TASK BRIEF:
Can you turn the rows into a numbered list, starting with the first line and going on through the line with "left=259, top=102, right=285, bottom=115", with blank lines dropped? Leave the pictures out.

-- START OF STORED DATA --

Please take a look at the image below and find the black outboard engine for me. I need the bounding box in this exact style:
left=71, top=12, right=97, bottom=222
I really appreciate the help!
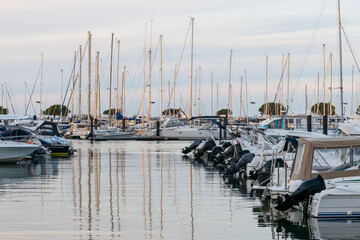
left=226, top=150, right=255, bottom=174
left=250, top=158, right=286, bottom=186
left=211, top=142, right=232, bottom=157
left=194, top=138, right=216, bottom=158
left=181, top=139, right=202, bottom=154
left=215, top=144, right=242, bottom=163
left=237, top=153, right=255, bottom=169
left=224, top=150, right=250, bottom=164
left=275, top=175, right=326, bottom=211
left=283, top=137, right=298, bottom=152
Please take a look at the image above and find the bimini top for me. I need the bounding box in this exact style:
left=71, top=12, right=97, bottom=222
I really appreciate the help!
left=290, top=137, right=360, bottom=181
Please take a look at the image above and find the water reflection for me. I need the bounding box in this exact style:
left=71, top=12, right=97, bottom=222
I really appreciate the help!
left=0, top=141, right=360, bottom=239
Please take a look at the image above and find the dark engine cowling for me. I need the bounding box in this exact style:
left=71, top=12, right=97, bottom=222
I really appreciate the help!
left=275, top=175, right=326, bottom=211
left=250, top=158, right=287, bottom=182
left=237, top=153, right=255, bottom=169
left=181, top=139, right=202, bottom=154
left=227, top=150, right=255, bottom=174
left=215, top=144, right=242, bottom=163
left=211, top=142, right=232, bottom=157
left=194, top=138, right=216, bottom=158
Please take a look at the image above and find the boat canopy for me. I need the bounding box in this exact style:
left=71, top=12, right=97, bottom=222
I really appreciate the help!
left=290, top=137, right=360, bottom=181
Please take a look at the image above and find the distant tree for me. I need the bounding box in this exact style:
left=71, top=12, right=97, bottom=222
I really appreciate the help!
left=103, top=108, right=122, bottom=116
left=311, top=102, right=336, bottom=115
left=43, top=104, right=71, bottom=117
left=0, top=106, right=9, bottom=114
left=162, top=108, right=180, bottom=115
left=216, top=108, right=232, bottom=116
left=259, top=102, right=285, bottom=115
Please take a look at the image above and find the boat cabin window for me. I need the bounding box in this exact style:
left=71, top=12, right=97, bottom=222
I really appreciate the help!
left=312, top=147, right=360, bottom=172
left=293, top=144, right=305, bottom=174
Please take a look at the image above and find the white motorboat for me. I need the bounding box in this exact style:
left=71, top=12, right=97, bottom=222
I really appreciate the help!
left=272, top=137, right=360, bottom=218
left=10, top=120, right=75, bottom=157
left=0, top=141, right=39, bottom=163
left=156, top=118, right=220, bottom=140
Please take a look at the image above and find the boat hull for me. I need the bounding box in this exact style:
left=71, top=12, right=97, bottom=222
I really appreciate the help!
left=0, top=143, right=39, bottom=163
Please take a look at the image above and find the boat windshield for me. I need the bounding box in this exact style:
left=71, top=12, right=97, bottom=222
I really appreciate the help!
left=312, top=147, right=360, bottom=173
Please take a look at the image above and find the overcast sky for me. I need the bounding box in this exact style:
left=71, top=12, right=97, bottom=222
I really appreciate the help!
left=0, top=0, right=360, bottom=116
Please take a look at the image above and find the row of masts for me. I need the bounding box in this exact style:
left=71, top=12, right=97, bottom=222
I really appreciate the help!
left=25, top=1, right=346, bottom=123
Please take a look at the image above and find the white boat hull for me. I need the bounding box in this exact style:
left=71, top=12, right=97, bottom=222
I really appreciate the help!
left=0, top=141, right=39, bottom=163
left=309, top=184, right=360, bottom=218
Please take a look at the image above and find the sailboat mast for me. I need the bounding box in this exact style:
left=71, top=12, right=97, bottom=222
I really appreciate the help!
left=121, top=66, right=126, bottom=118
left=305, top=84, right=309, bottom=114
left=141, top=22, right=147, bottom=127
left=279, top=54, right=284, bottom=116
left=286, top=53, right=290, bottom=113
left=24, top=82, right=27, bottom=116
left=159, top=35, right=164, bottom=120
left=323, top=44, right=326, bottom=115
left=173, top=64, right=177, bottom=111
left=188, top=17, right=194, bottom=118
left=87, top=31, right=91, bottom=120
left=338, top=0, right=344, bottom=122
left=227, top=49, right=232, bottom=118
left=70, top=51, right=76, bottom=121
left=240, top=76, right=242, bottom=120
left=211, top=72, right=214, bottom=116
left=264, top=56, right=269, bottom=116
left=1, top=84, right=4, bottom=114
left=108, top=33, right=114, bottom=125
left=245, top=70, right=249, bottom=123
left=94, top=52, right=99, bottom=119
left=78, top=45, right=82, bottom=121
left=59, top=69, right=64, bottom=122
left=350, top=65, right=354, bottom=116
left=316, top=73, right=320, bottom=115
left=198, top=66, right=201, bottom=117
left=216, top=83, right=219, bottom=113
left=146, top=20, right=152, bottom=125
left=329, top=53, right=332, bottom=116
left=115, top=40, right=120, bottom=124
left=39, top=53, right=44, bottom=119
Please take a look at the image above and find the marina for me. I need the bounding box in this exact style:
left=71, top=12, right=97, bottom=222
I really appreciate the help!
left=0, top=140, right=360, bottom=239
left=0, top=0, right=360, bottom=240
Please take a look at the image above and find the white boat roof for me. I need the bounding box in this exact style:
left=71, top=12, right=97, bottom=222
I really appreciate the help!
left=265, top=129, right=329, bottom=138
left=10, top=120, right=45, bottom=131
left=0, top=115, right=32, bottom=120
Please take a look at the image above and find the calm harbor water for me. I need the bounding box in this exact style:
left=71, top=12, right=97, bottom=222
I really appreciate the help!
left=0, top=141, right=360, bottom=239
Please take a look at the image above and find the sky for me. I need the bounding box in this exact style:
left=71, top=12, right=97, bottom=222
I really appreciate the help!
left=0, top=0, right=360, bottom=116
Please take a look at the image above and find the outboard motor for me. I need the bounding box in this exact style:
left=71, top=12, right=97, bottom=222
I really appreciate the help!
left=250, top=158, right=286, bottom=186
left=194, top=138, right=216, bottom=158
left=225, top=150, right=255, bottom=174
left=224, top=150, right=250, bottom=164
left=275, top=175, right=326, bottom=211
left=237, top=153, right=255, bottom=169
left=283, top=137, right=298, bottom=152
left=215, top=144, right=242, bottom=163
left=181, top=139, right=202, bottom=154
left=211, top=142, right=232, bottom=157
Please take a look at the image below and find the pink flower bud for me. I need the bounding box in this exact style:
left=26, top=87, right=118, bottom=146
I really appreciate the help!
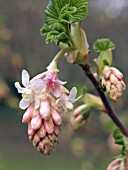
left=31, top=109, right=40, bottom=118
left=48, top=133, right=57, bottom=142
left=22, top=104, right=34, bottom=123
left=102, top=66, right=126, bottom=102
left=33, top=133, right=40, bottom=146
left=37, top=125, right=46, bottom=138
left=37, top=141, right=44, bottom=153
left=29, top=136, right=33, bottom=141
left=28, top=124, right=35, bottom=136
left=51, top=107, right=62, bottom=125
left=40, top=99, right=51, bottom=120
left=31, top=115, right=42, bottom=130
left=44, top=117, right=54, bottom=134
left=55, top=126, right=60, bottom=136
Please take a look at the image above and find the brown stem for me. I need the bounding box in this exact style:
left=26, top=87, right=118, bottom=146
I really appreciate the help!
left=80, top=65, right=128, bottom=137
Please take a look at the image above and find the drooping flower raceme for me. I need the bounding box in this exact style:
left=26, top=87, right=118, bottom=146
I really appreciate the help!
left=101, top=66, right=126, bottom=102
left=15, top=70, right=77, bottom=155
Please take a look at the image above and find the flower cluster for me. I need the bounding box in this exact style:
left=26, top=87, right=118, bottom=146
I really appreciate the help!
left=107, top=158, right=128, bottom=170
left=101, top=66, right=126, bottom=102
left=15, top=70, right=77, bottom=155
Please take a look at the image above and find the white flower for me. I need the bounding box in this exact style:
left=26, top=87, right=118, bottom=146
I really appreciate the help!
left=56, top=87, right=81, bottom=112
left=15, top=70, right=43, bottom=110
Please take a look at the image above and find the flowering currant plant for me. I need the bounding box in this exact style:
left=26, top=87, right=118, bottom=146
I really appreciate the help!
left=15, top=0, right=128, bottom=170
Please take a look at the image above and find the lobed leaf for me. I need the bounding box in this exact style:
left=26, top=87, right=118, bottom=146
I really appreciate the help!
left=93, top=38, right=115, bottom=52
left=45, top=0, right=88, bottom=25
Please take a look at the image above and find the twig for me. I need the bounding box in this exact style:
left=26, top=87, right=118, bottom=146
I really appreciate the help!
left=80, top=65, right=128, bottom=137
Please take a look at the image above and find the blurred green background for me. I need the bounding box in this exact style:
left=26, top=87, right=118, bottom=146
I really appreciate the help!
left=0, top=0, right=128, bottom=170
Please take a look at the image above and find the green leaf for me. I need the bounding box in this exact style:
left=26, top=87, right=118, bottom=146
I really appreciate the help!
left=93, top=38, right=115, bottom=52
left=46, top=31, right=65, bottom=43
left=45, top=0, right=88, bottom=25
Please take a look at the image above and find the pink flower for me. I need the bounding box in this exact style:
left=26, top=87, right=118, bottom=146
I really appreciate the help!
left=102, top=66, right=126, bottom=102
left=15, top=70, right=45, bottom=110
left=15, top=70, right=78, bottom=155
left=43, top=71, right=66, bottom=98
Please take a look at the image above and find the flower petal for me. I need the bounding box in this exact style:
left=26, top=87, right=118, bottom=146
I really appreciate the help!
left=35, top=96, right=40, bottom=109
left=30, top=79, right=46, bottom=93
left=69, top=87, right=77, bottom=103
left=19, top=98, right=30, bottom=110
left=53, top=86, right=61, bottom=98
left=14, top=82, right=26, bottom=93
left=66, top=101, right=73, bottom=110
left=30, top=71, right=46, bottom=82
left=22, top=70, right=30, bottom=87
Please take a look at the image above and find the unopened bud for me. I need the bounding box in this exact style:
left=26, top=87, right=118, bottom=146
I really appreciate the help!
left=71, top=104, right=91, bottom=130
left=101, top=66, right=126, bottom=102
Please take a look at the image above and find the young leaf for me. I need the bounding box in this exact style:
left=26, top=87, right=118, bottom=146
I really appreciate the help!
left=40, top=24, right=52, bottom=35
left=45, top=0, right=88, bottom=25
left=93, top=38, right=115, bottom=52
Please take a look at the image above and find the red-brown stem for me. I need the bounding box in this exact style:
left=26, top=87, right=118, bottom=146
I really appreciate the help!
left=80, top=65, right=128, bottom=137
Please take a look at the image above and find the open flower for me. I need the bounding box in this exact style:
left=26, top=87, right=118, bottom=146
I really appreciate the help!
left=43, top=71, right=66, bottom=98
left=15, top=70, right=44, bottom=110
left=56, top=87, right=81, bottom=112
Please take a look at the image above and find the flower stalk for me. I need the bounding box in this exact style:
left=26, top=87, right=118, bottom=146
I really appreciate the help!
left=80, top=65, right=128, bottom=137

-- END OF STORED DATA --

ANSWER IN FULL:
1. Please take a look at the image below and find the black outboard engine for me. I need the bounding box in this exact style:
2. left=71, top=12, right=97, bottom=222
3. I really appreciate the help!
4. left=226, top=150, right=255, bottom=174
5. left=250, top=158, right=286, bottom=186
6. left=211, top=142, right=232, bottom=157
7. left=194, top=138, right=216, bottom=158
8. left=181, top=139, right=202, bottom=154
9. left=215, top=144, right=242, bottom=163
10. left=237, top=153, right=255, bottom=169
11. left=224, top=150, right=250, bottom=164
12. left=275, top=175, right=326, bottom=211
13. left=283, top=137, right=298, bottom=152
14. Please take a look at the image above and find the bimini top for me. I need the bounding box in this exact style:
15. left=71, top=12, right=97, bottom=222
16. I really appreciate the help!
17. left=290, top=137, right=360, bottom=181
18. Please take a look at the image above and find the water reflection for me. I need the bounding box in this exact style:
19. left=71, top=12, right=97, bottom=222
20. I really appreciate the help!
21. left=0, top=141, right=360, bottom=239
22. Please take a look at the image above and find the dark engine cowling for me. I need the bounding box in this exact style:
23. left=71, top=12, right=97, bottom=222
24. I really appreciate the help!
25. left=275, top=175, right=326, bottom=211
26. left=250, top=158, right=287, bottom=182
27. left=237, top=153, right=255, bottom=169
28. left=181, top=139, right=202, bottom=154
29. left=227, top=150, right=255, bottom=174
30. left=215, top=144, right=242, bottom=163
31. left=211, top=142, right=232, bottom=157
32. left=194, top=138, right=216, bottom=158
33. Please take a look at the image above and find the boat canopy for me. I need the bounding box in this exact style:
34. left=71, top=12, right=97, bottom=222
35. I really appreciate the help!
36. left=290, top=137, right=360, bottom=181
37. Please take a look at the image above and find the distant tree for me. I need the bounding box in this exact style:
38. left=71, top=12, right=97, bottom=222
39. I really appreciate the help!
40. left=103, top=108, right=122, bottom=116
41. left=311, top=102, right=336, bottom=115
42. left=43, top=104, right=71, bottom=117
43. left=0, top=106, right=9, bottom=114
44. left=162, top=108, right=180, bottom=115
45. left=216, top=108, right=232, bottom=116
46. left=259, top=102, right=285, bottom=115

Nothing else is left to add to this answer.